**TEXT**
Why? I have no idea. Seems to me, our own homes, our own yards and towns should be the first place we look for signs of trouble and danger when it comes to ANY child's safety.
There are those who work to serve and protect, and those to profit. As adults, we all deserve to make a reasonable income to support our own families... but when profit crosses borders and margins at the sake of parents and children, one has to wonder, "What the hell is wrong with this world?"
Roelie Post talks about International Adoption
By Ashleigh Elson
02-11-2007
http://www.radionetherlands.nl/thestatewerein/otherstates/tswi-071102-intnladoption
So, what rights do children caught up in crisis situations have? We asked Roelie Post. Post worked for the European Commission on the reform of Romania's child protection for many years and is the author of Romania: For Export Only.
Port wasn't surprised to hear about the Zoe's Ark situation and compared it with the international adoptions that happened during the tsunami crisis in 2005. She says children should be helped in their own country."
Many people believe that Zoe's Ark has the best of intentions, but Post says she's heard this argument before:
"NGOs create this wrong image of children in poor countries, saying that they are abandoned orphans and that they need to be rescued. Most of the children - including in Darfur - have at least one parent, have extended family, and are part of a community. They are not orphans, they are not abandoned and therefore they should not be rescued."
According to Post, there aren't actually many true orphans. In cases where war and HIV/AIDS have left children without parents, the children are usually looked after by relatives and by their community.

**DATA EXTRACT**
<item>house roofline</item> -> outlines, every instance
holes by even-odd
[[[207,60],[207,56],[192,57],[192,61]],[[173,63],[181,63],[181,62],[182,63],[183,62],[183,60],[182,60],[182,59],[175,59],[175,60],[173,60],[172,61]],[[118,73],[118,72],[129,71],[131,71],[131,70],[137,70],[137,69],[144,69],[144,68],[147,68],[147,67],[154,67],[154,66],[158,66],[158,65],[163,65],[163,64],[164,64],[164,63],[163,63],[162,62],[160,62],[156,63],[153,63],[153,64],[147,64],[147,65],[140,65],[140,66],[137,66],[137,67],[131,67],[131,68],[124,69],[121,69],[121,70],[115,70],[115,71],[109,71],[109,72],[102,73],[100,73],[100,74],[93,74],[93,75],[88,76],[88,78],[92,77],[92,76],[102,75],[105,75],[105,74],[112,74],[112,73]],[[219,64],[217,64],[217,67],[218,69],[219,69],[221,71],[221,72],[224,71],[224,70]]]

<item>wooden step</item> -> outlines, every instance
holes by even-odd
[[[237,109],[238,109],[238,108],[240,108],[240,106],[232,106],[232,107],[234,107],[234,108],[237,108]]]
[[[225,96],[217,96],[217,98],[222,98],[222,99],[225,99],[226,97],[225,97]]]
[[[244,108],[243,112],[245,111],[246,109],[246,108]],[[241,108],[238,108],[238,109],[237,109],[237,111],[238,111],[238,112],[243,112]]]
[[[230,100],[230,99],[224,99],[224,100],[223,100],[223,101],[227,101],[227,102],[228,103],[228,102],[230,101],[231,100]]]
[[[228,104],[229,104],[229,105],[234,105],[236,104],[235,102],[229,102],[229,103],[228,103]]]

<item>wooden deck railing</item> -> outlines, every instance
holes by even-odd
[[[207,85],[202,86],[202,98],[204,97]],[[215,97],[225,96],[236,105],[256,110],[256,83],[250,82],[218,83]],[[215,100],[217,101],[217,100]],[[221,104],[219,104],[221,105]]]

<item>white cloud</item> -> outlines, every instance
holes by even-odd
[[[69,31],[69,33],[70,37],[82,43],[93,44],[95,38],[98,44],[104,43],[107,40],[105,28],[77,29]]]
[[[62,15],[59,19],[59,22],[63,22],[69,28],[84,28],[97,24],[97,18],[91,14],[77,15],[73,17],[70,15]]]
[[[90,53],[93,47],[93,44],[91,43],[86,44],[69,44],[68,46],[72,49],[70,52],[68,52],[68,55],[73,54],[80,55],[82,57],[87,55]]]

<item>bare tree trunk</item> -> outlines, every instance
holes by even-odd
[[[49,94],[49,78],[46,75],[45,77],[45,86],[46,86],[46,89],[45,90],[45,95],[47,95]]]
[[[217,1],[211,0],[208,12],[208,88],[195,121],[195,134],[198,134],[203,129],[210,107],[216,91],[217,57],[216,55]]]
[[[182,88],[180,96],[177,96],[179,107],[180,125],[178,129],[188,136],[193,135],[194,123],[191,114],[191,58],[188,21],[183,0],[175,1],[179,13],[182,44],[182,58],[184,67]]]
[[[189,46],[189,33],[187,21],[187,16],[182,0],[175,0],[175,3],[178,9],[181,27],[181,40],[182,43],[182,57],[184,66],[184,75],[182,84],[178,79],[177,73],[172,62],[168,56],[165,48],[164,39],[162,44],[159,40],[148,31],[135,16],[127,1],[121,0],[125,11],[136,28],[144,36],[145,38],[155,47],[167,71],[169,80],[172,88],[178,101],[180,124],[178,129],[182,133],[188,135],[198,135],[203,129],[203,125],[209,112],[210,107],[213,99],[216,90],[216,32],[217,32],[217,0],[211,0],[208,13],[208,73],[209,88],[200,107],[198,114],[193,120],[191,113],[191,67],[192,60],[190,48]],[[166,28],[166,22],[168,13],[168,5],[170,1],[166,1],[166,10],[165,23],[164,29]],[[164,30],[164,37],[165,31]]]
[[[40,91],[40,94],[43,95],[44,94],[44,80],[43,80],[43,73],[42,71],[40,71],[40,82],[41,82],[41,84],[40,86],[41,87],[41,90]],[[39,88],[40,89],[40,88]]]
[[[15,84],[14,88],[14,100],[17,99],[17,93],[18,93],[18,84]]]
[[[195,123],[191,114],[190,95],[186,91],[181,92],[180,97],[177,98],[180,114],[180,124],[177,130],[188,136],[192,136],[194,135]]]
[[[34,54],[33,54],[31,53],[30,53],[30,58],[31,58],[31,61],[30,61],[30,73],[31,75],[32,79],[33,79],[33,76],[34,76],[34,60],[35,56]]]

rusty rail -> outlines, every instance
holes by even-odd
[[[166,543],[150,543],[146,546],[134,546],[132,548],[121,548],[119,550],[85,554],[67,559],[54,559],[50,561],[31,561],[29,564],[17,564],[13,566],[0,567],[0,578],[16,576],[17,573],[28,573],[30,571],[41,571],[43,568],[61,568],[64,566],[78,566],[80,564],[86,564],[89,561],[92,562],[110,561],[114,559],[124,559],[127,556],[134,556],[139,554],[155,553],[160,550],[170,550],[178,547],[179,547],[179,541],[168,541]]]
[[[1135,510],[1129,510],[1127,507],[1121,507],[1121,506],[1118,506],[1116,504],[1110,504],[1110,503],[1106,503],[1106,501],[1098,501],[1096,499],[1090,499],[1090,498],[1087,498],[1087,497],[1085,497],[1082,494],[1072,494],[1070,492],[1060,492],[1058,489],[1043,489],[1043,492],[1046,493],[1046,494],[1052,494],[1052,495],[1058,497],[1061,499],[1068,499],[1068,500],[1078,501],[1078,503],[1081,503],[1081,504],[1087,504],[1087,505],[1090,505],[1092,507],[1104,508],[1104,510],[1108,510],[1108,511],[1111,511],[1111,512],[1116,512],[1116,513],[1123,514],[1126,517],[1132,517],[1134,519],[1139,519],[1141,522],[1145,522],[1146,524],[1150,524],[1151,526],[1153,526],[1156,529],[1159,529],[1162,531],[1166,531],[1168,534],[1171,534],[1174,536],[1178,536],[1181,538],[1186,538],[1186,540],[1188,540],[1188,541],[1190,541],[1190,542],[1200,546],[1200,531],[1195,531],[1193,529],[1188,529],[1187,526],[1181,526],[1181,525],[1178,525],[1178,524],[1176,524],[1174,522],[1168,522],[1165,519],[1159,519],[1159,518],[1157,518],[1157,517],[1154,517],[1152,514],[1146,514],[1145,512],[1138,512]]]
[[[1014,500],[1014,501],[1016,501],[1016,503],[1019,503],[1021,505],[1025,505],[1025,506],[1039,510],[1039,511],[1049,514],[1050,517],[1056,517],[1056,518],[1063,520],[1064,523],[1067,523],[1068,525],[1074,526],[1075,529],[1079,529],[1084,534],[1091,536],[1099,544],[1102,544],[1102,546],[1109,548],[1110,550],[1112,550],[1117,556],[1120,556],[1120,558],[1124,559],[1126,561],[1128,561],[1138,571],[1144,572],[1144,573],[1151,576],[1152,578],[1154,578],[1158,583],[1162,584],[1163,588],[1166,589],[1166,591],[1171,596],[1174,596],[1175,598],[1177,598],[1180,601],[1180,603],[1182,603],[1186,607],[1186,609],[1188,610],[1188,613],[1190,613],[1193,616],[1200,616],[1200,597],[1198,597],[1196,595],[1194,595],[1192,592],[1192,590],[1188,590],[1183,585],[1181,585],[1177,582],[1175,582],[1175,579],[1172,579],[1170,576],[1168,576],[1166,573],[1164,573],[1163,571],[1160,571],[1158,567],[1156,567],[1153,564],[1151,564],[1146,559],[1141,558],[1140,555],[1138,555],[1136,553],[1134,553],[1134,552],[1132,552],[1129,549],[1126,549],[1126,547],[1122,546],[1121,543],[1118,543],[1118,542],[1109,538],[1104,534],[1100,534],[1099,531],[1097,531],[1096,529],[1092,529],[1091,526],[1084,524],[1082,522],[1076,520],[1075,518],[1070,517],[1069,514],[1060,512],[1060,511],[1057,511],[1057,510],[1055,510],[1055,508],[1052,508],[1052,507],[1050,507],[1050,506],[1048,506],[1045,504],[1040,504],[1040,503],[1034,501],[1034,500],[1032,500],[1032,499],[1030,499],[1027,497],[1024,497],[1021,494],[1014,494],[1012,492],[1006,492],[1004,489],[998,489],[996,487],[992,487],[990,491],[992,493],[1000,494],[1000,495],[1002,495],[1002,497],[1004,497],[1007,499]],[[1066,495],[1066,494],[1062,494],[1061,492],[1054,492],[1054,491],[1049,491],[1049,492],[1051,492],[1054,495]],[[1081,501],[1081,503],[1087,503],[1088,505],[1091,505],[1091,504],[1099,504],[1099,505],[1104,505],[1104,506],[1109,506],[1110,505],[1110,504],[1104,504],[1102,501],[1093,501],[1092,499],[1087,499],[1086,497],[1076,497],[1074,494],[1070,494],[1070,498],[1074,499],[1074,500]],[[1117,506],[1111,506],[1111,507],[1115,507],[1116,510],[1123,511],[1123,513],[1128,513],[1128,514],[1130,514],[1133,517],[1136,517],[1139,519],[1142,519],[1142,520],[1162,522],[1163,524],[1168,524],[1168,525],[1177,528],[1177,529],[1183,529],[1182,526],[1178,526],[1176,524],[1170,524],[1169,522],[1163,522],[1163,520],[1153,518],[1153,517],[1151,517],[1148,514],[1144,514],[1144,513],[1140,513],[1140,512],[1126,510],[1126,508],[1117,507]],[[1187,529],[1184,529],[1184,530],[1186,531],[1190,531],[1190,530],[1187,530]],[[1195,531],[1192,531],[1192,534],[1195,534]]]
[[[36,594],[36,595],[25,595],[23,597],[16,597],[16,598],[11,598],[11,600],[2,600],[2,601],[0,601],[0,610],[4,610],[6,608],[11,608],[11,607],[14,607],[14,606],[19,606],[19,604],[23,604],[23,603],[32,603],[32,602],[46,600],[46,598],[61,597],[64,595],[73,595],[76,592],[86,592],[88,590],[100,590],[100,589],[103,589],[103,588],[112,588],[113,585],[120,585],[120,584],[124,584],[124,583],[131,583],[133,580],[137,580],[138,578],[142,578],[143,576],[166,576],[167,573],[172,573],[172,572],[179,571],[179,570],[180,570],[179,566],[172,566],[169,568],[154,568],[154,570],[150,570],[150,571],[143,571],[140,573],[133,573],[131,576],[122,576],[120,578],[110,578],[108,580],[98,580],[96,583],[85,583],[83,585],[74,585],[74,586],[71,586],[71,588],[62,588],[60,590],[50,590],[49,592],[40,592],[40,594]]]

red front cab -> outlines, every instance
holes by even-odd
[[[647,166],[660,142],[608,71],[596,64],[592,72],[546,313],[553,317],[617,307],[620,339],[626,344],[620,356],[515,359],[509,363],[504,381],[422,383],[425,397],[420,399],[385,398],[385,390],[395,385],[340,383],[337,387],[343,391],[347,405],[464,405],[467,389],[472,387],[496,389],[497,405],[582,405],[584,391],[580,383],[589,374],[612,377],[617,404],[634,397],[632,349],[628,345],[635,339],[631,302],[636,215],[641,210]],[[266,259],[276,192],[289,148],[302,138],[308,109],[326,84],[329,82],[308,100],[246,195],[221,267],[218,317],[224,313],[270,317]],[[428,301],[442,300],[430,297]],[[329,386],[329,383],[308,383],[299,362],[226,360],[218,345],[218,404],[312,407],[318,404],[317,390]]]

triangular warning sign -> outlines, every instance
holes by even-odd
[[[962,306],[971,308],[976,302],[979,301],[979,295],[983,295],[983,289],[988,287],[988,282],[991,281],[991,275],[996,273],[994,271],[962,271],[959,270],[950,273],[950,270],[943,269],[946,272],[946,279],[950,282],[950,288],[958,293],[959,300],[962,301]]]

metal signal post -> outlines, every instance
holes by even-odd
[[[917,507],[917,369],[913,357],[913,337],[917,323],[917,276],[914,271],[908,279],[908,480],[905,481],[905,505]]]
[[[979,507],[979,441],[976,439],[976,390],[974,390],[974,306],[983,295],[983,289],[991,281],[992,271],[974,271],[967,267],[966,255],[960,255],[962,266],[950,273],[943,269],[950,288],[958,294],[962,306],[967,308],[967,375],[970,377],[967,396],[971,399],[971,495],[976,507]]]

**ACTIVITY 1**
In the international adoption text, Post says that most of the children, including those in Darfur, are not orphans. List everything she says these children have.
**ACTIVITY 2**
Continue the international adoption text from the point where it stops.

**EXERCISE ANSWER 1**
- At least one parent
- Extended family
- A place in a community

**EXERCISE ANSWER 2**
"This is where the support should go - to helping local communities look after the real orphans. And not what a lot of NGOs are doing, setting up orphanages and taking children out of their communities and villages. That makes children vulnerable, it isn't a good way to live. And from there often comes the suggestion that children would be better off in another country in a nice family. But experience worldwide has shown - and the international community has always agreed - that children are best off in their own surroundings."
Post says, based on her experience in Romania with people who were involved with international adoption, she's not optimistic that the Zoe's Ark people are as naive as they might seem.
"One must not forget that there is an enormous demand for children in the western world by people who want to adopt. And this market is demand-driven… One should really wonder if this is the right way to go and how far people are innocent.
placement comparisons
One organization goes to the home , and one takes a child to a new home.
Yes... this is the stark contrast between the purposes and actions of the two organizations. One supports the newly created family, even if that family only consists of a mother and her baby (if the father skipped out on them), while the other annihilates the original family in order to create a new, supposedly superior, family.
Sadly, you can quickly see there are also two vastly different ways these organizations are being supported and accepted in society, as well. Which is better for mother and child -- and society?
I think children prefer not to be taken from their mommy, or to lose their daddies either. And as the Good-Bye video showed, mothers really don't want to lose their babies or children either.
Given the commercial demand for infants to adopt, adoption organizations will go to lengths to rationalize to the gullible public what they do (in misplacing babies and children).